(Referring expression data)
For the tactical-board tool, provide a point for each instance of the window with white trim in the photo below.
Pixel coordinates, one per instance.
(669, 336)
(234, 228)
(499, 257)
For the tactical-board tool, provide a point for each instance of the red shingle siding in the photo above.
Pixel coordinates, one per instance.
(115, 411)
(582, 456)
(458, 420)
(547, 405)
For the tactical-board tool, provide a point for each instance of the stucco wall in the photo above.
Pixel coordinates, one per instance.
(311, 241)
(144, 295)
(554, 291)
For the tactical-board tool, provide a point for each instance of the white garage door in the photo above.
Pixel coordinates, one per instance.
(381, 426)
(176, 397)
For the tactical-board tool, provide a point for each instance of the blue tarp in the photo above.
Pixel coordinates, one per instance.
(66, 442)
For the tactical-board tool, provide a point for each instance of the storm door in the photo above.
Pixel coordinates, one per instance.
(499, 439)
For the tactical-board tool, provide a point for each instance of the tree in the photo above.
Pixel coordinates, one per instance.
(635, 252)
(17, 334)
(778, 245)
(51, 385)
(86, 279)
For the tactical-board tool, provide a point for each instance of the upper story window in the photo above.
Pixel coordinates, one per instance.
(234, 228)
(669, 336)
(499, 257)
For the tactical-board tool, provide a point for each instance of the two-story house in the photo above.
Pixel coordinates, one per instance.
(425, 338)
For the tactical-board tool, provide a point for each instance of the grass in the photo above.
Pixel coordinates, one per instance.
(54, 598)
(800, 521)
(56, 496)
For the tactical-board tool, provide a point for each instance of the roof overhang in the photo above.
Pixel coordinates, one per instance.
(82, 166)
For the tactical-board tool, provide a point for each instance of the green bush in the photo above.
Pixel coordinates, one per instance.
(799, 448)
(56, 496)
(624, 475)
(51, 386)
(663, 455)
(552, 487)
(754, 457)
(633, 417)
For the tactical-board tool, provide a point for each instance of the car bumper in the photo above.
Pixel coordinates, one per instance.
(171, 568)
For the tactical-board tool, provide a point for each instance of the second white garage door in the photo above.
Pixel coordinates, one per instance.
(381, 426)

## WORK TO BE COMPLETED
Every line in the data above has to be retyped exactly.

## OUTPUT OF THE EXERCISE
For the tactical-board tool, provide a point for each instance of the window with white trim in the photo below.
Pixel coordinates, one per instance.
(669, 336)
(234, 228)
(499, 257)
For the tactical-board tool, provide a point for each instance of the red shingle siding in the photo above.
Pixel coordinates, one per instance.
(115, 411)
(582, 456)
(458, 420)
(547, 405)
For the tactical-board tool, provide a point for each instance of the stucco wall in the photo above.
Pixel coordinates, one per instance.
(311, 241)
(144, 295)
(554, 291)
For the tactical-board tool, provide a point for each instance of the white garage door in the photo above.
Pixel coordinates, one per instance.
(381, 426)
(176, 397)
For the tactical-board tool, provide a point for each instance of the blue tarp in the photo above.
Pixel coordinates, one per instance.
(66, 442)
For the tactical-board tool, provide a point for each instance of the storm door in the photo above.
Pixel coordinates, one per instance.
(499, 439)
For the tactical-board tool, provide a point for each instance of the tree in the photo above.
Pixel coordinates, one per instance.
(635, 252)
(17, 334)
(778, 245)
(51, 385)
(86, 279)
For the tactical-board tool, provide a point for each instance of the upper story window in the photo above.
Pixel coordinates, one per instance.
(234, 228)
(669, 336)
(499, 257)
For the tactical-board tool, provide a point for each instance of the two-story house in the photo above.
Pixel coordinates, one per instance.
(425, 338)
For the tactical-board tool, provide a point for each instance of the grass in the photo above.
Pixel coordinates, one per instance.
(54, 598)
(800, 521)
(56, 496)
For the tactical-board tool, provide a point for each instance of the roof overhang in the photo above.
Pixel coordinates, one per instance.
(82, 166)
For the tactical-board tool, provide a point for each instance of the green bush in the photo above.
Pixel coordinates, one per instance.
(799, 448)
(56, 496)
(624, 475)
(51, 386)
(663, 455)
(552, 487)
(754, 457)
(633, 417)
For the tactical-board tool, provide a point for each instance of the car bumper in the photo above.
Pixel coordinates, one per instance.
(171, 568)
For the tactical-board tool, provide a point for each instance of the second white garage door in the photo above.
Pixel coordinates, one per instance.
(381, 426)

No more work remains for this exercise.